Text section:
* * *

Julio Castellanos González (b. Mexico City, October 3, 1905 – d. Mexico City, July 16, 1947) was a Mexican painter and engraver.

Biography 
Castellanos matriculated the Escuela Nacional de Bellas Artes in 1918, where he studied under Saturnino Herrán and Leandro Izaguirre, together with Agustín Lazo, Rufino Tamayo and Leopoldo Méndez. Afterwards he studied engraving in the United States, where he met Manuel Rodríguez Lozano, who influenced his work strongly. Back in Mexico, he participated in the open-air painting schools () there, and studied drawing under Adolfo Best Maugard. In 1925 he had his first single exhibition in Buenos Aires, and moved to Paris to deal with European art. Returned to Mexico, he joined the Teatro Ulises group, and exhibited six paintings in a Los Contemporáneos' exhibition, that were totally different from his earlier works. His first and only finished two murals he painted at Juan O'Gorman's Escuela Melchor Ocampo (Melchor Ocampo school), Coyoacán, in 1933. A further partly finished mural, he painted in a school in the Colonia Peralvillo of Mexico City, titled 
"El ojo enfermo"(the injured eye). Together with Frida Kahlo, he was awarded by the Secretaría de Educación Pública in 1946, the same year, when his wife Zita Basich Leija gave birth to their son Antonio, today a notable sculptor.

* * *

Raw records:
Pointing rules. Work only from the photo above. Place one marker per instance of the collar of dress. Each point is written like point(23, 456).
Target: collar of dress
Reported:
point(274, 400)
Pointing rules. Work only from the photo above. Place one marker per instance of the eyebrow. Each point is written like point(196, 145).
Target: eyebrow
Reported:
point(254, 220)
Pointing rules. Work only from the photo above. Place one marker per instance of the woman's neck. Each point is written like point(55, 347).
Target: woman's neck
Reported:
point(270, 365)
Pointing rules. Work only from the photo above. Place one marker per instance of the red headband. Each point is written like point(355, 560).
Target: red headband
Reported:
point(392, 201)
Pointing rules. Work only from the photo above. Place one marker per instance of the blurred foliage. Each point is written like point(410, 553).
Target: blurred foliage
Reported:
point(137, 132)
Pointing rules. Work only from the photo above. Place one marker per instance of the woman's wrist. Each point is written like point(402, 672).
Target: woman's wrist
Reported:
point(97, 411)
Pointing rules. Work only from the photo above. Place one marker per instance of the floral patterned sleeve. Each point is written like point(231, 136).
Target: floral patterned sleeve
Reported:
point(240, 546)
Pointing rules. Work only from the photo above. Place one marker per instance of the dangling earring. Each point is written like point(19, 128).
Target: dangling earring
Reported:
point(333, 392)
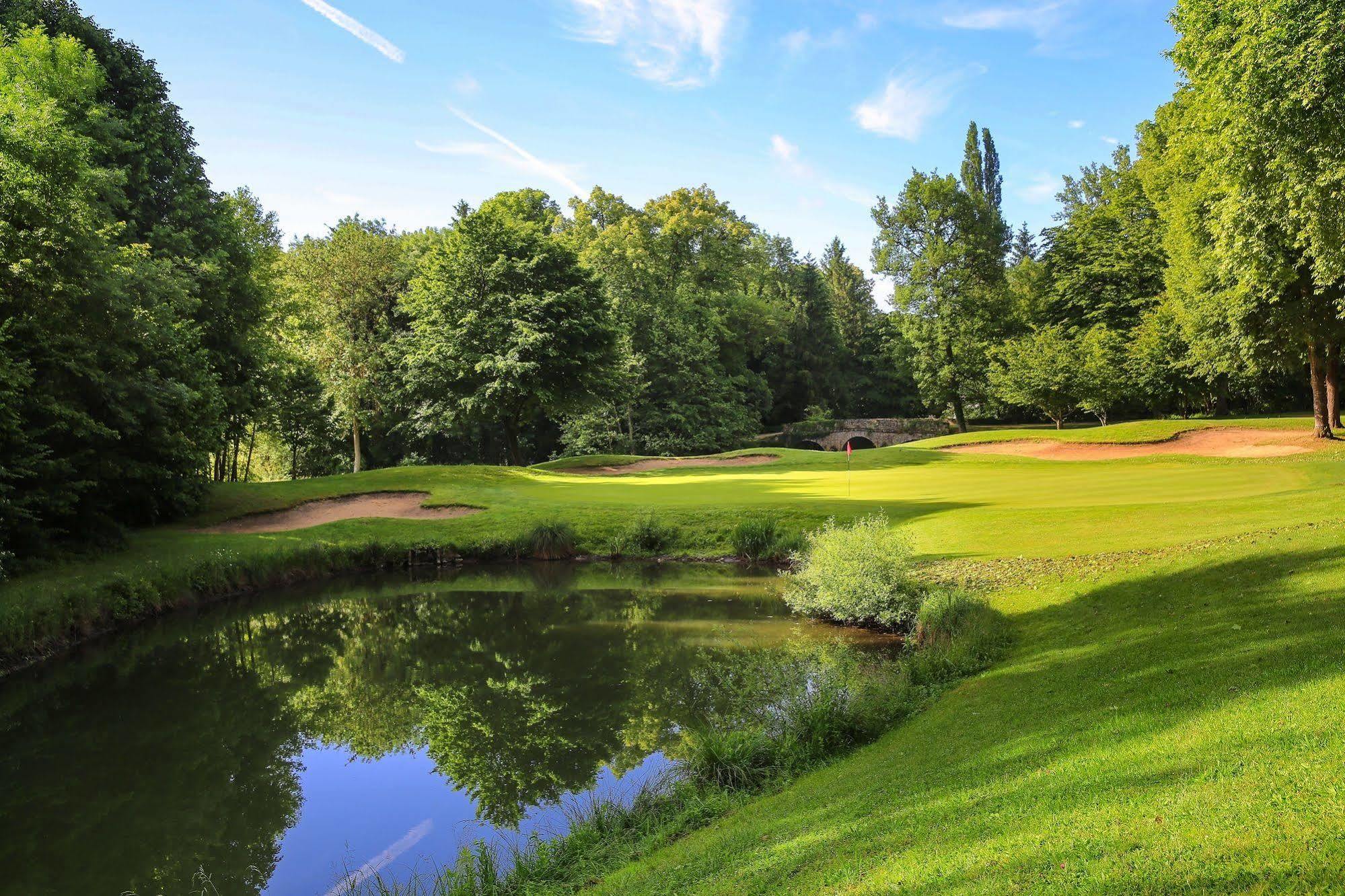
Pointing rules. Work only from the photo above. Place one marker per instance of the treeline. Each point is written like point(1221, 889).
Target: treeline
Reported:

* * *

Set problem 1: Rewrite the entries from the first line through the line containing "point(254, 220)", replacing "Target" with "Object" and leaving everything else unchanged.
Set problem 2: Continue the biography of the Mexican painter Julio Castellanos from the point where it stops.

Right answer 1:
Pointing rules. Work only from the photo above. Place one marker per instance of the collar of dress. Each point is written like point(23, 456).
Object: collar of dress
Reported:
point(274, 400)
Pointing rules. Work only from the photo above. Place one marker per instance of the eyebrow. Each point is written like point(196, 145).
Object: eyebrow
Reported:
point(254, 220)

Right answer 2:
Castellanos exhibited his works in Buenos Aires, Paris and New York City, and participated in several group exhibitions in his home country as well as in the United States. He died shortly after he became director of the department of plastic and fine arts.

Selected works 
 "La cirugía casera", 1932
 "El baño de san Juan", 1939
 self-portrait,1947
 "El día de San Juan"
 "El Bohío Maya"

Literature 
 Olivier Debroise, Julio Castellanos 1905–1947. México, Banco Nacional de México, 1982.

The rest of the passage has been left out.